--- INPUT DATA Enclosed Below ---

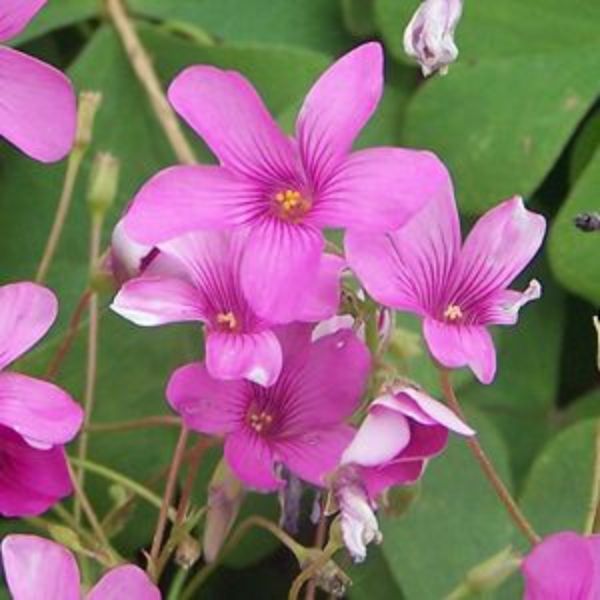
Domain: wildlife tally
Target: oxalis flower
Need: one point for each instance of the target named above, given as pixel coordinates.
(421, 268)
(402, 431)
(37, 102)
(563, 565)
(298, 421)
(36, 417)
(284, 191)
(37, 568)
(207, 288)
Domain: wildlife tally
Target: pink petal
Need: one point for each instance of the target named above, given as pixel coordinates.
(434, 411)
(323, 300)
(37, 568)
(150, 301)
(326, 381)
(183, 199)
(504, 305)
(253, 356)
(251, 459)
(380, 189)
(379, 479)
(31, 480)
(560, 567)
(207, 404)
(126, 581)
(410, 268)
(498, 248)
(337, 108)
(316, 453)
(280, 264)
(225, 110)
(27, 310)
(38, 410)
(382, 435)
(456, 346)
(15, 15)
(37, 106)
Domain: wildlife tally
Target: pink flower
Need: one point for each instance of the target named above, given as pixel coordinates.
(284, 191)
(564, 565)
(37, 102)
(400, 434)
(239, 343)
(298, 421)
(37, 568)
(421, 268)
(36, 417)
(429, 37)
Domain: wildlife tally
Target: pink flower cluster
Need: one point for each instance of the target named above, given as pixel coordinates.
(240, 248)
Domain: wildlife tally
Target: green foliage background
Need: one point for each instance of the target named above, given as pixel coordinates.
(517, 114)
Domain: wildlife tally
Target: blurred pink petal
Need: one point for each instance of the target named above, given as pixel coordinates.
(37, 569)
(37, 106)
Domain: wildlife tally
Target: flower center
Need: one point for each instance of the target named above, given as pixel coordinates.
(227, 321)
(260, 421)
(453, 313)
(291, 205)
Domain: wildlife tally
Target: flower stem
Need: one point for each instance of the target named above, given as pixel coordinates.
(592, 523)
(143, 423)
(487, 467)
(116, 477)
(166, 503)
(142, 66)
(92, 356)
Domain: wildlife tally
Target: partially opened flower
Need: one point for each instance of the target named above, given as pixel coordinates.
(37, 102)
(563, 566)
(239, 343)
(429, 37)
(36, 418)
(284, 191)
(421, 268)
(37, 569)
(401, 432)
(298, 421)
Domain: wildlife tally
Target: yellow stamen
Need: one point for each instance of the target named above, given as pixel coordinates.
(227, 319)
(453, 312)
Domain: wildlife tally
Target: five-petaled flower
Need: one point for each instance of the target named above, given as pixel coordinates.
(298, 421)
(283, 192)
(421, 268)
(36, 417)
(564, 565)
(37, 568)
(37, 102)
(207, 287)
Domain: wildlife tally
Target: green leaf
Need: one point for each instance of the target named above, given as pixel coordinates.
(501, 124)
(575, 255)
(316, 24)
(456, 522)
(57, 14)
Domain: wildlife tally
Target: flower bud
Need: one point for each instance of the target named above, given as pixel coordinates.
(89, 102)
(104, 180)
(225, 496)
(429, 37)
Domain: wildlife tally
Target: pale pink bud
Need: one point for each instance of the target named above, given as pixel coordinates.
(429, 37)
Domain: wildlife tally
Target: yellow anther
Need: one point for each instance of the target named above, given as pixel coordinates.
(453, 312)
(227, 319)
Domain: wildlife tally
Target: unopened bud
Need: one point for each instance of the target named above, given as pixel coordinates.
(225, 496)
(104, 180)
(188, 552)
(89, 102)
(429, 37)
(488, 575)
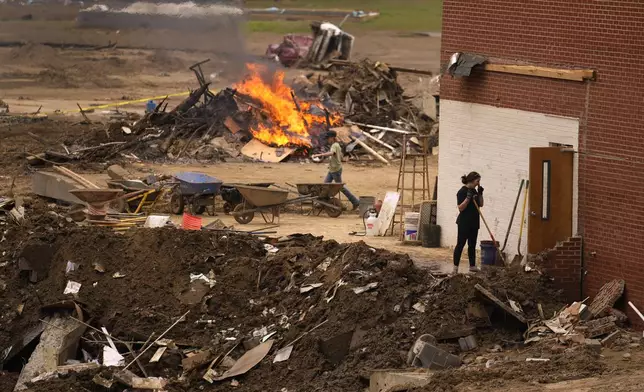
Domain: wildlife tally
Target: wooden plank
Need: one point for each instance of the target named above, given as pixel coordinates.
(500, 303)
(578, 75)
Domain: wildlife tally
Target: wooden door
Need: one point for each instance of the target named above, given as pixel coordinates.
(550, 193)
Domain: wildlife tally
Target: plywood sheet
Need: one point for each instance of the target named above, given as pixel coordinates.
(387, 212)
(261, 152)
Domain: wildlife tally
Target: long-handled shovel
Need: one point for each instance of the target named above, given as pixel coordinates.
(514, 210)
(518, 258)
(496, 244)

--- End of Enclosed INPUT DATA ---
--- INPUT DATA Enclosed Below ---

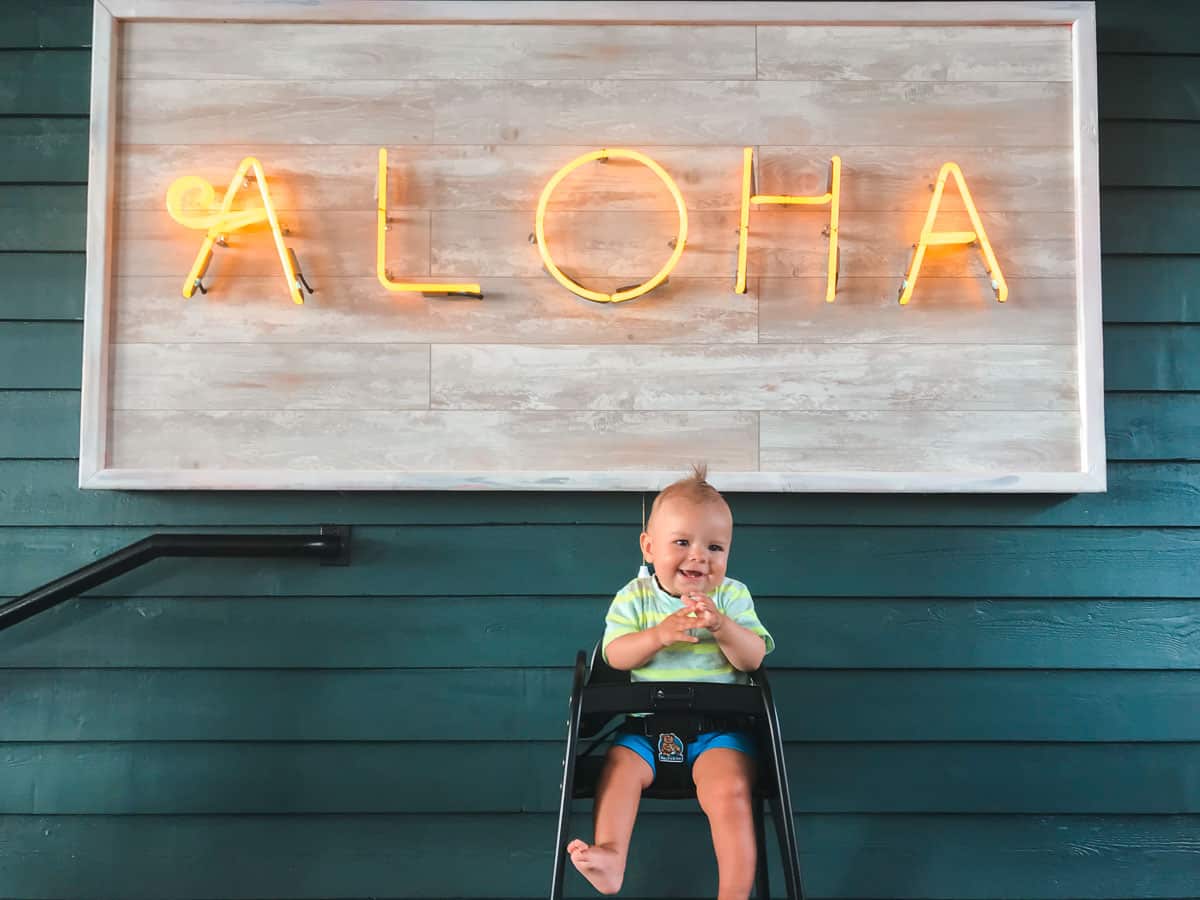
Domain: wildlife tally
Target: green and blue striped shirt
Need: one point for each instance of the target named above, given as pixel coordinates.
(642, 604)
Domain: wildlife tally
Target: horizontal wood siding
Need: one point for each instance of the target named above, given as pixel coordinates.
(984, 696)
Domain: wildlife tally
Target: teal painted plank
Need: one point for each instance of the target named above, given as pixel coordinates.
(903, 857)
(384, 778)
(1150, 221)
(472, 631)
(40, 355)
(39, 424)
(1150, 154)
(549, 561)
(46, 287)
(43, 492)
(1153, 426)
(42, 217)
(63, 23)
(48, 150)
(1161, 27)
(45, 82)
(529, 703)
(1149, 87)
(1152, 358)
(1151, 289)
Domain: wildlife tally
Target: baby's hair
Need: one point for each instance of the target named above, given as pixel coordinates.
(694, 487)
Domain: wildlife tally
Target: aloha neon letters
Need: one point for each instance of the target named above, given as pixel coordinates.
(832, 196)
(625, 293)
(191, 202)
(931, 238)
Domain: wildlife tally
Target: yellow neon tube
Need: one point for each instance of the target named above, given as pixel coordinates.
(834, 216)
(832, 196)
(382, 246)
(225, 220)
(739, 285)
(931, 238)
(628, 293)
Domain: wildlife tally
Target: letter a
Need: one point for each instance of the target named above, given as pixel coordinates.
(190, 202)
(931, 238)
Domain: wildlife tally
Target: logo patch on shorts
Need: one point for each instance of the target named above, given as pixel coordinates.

--- End of Enclosed INPUT DATA ---

# DIRECTIONS
All that is needed is the exact run of lines above from the line containing "Target: horizontal wood siding" through the line containing "Target: letter a", both of them included.

# OUTPUT OF THE TASK
Target: horizontal wood siding
Need: one point for each instance of the target named above, given as pixel coordinates.
(984, 696)
Domain: wildlife tally
Target: teal painted plank
Need: one point for each instance of the target named above, given as pixel coordinates.
(903, 857)
(384, 778)
(1150, 221)
(472, 631)
(40, 355)
(39, 424)
(1150, 154)
(549, 561)
(46, 287)
(43, 492)
(1153, 426)
(42, 217)
(63, 23)
(48, 150)
(1161, 27)
(45, 82)
(529, 703)
(1149, 87)
(1152, 358)
(1151, 289)
Domain: wildlife tally
Target: baby's hair
Need: one point for each instance of the target named above, given as pixel coordinates.
(694, 487)
Domain: wildlife tally
Target: aloha neon letters
Need: one point for each instance of the target named above, given as pixel coordinates.
(832, 196)
(625, 293)
(191, 202)
(931, 238)
Domain: wildlife tally
Target: yellow neon tube
Need: one point for each instance of the target named above, given as pixel coordinates.
(834, 216)
(832, 196)
(382, 246)
(225, 220)
(739, 285)
(931, 238)
(628, 293)
Domain: wildlife tally
Target: letter a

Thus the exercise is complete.